- TEXTE PROPOSÉ
◆ ◆ ◆ ◆ ◆ ◆ ◆
Abrunhosa (Pedro) - Silêncio
Musique / Critique - écrit par Filipe, le 25/02/2005 (
Pedro Abrunhosa, un amoureux de la musique et de tous les arts.
En 1976, Pedro Abrunhosa intègre l'Ecole de Musique de Porto pour y apprendre à la fois son Histoire et l'Art de la composition. Deux ans plus tard, la contrebasse devient son instrument de prédilection. Il poursuit ses études au Conservatoire de Musique de Porto jusqu'en 1984. A cette époque, il se déplace souvent à Madrid, où il est d'abord invité à rejoindre le Groupe de Musique Contemporaine, que dirige le compositeur espagnol Enrique X. Macias. Plus tard, il y fait la connaissance du contrebassiste Todd Coolman, ainsi que d'une kyrielle d'autres musiciens, parmi lesquels Joe Hunt, Wallace Rooney, Gerry Nyewood et Steve Brown, puis Billy Hart, Bill Dobbins, Dave Schnitter et Jack Walrath. Il participe, en outre, à de nombreux séminaires internationaux de jazz.
En 1987, il réalise et produit l'émission Até Jazz sur les ondes de Radio Clube, à Porto. Plus tard, il compose les bandes originales des films Amour en Latin, de Serge Abramovic, et d'Adam et Eve, de Joaquim Leitão. Il fonde l'Ecole de Jazz de Porto et dirige son Orchestre pendant plusieurs années. Il enseigne également à l'Ecole Supérieure Artistique de Porto et fonde le Cool Jazz Orchestra, première esquisse de son futur groupe : Pedro Abrunhosa e os Bandemonio. C'est au sein de celui-ci qu'il écrit, compose et enregistre Viagens, son tout premier disque. A cette occasion, il s'offre le concours de Maceo Parker, entendez le saxophoniste attitré de James Brown. Pour assurer la promotion de son album, trois fois disque de platine, Abrunhosa organise plus de 120 concerts, aussi bien au Portugal qu'en Espagne, au Luxembourg, en France, en Italie, au Brésil, aux Etats-Unis et même à Macao.
En 1996, il se rend à Memphis puis à Minneapolis pour l'enregistrement de son second album, Tempo. Tom Tucker, le directeur technique de Paisley Park, lui prête main forte pour sa finalisation et les tous derniers peaufinages. Plusieurs artistes de renom participent à cet enregistrement, parmi lesquels les New Power Generation Horns, Ozzie Melendez et le célèbre artiste de variété portugaise Rui Veloso. Son album est vendu à plus de 200 000 exemplaires rien qu'au Portugal, ce qui lui offre l'occasion d'une nouvelle tournée mondiale (Tempo Tour 97/98). Abrunhosa se rend alors à Madrid, Paris et Londres, pour le réenregistrement de certaines plages de ce même album en espagnol, en français et en anglais. Il compose et produit ensuite l'album Amanhecer, de la soliste Diana Basto. Il accompagne également Caetano Veloso à l'occasion d'un spectacle pour l'Exposition Universelle, qui s'est tenue à Lisbonne en 1998. Il obtient même son premier rôle au cinéma aux côtés de Chiara Mastroianni dans le film A Carta du sempiternel Manoel de Oliveira.
◆ ◆ ◆ ◆ ◆ ◆ ◆
- DONNÉES
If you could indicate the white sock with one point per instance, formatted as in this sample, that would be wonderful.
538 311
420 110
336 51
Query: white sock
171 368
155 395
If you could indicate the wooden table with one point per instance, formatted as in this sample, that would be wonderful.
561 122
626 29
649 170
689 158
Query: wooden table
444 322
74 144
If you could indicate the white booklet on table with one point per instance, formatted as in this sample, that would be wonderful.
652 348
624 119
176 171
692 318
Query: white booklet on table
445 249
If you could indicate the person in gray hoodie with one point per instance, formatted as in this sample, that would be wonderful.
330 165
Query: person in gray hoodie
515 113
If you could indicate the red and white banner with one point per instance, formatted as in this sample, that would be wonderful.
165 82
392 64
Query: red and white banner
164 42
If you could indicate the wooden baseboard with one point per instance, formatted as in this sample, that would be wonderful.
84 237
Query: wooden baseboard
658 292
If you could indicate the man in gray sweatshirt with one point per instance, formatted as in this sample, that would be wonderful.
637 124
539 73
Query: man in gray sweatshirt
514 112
◆ ◆ ◆ ◆ ◆ ◆ ◆
- TRAVAIL À FAIRE
1. Relevez dans le texte sur Pedro Abrunhosa le passage compris entre « En 1987, il » et « même à Macao. », ces deux segments inclus.
2. Rédigez la suite du texte sur Pedro Abrunhosa en reprenant après sa dernière phrase.

- RÉSULTATS DE L'EXERCICE
1.
En 1987, il réalise et produit l'émission Até Jazz sur les ondes de Radio Clube, à Porto. Plus tard, il compose les bandes originales des films Amour en Latin, de Serge Abramovic, et d'Adam et Eve, de Joaquim Leitão. Il fonde l'Ecole de Jazz de Porto et dirige son Orchestre pendant plusieurs années. Il enseigne également à l'Ecole Supérieure Artistique de Porto et fonde le Cool Jazz Orchestra, première esquisse de son futur groupe : Pedro Abrunhosa e os Bandemonio. C'est au sein de celui-ci qu'il écrit, compose et enregistre Viagens, son tout premier disque. A cette occasion, il s'offre le concours de Maceo Parker, entendez le saxophoniste attitré de James Brown. Pour assurer la promotion de son album, trois fois disque de platine, Abrunhosa organise plus de 120 concerts, aussi bien au Portugal qu'en Espagne, au Luxembourg, en France, en Italie, au Brésil, aux Etats-Unis et même à Macao.

2.
En 1999, il écrit, compose et produit son troisième album, Silêncio, comptant sur le soutien de Caetano Veloso, Nina Miranda, ainsi que de l'ensemble de cordes qui se charge habituellement des accompagnements de Radiohead et Deus. Il réalise ensuite la bande originale du film Novo Mundo, de Antonio et Jorge Neves. En 1999, il organise également une série de conférences dans des bibliothèques, des écoles et des universités, autour de thèmes ayant trait à la production et la création artistique, la littérature, la musique et le cinéma. Il quitte un temps la scène, pour réapparaître en 2002. Son spectacle Intimidade est unanimement salué par la critique. Son album suivant, Momento, n'est qu'un succès de plus parmi tant d'autres.
Ses nombreuses rencontres ont fait de lui un artiste à part entière, dont le talent ne se démontre plus à l'heure actuelle. Inspiré, Pedro Abrunhosa a toujours pris le soin de composer l'intégralité des morceaux qu'il souhaitait interpréter. Eternel passionné, il a su mettre son talent à la disposition d'artistes du monde entier et a largement contribué au développement des institutions musicales de son pays d'origine. Son album Silêncio est, en ce sens, exemplaire.
Dà-me o tempo / Dà-me a paz / Viver por ti não é demais...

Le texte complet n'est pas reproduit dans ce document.